• INSTRUCTIONS FOR THE TASK:
Output nothing but the lines from the first line of the entries to the line with "the rooftop antenna", inclusive, exactly as they read.

[Collected data entries]
-*-

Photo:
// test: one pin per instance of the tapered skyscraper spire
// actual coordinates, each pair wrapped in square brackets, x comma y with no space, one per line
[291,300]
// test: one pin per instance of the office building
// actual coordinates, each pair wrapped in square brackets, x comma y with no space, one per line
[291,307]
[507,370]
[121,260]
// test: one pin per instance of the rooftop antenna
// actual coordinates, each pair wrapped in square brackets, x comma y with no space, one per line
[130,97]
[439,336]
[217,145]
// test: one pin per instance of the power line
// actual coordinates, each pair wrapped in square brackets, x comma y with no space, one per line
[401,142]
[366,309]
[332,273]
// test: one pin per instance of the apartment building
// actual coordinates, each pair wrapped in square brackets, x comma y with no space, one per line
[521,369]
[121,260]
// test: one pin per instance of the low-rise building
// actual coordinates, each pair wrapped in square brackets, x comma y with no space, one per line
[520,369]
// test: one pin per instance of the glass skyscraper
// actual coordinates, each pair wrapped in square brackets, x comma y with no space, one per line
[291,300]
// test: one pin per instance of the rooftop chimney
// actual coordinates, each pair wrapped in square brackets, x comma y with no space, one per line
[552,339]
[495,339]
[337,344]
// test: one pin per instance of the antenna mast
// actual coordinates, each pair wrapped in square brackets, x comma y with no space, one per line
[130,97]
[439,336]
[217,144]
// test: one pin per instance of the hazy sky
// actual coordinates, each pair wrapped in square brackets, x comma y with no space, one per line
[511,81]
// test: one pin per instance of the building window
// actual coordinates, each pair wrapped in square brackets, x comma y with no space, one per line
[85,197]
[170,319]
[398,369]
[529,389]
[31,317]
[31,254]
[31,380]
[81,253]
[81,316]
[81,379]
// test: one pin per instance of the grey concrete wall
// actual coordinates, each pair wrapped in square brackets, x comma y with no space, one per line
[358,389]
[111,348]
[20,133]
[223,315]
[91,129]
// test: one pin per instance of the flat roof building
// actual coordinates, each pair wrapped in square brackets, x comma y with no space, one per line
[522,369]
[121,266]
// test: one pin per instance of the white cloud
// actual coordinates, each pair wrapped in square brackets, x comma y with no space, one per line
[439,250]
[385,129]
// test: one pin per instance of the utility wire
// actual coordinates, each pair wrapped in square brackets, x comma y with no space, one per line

-*-

• TASK OUTPUT:
Photo:
// test: one pin per instance of the tapered skyscraper spire
// actual coordinates, each pair wrapped in square brackets, x comma y with no space, one per line
[291,300]
// test: one pin per instance of the office building
// actual coordinates, each pair wrapped in square brackets, x comma y with no space, one per line
[291,307]
[507,370]
[121,260]
// test: one pin per instance of the rooftop antenna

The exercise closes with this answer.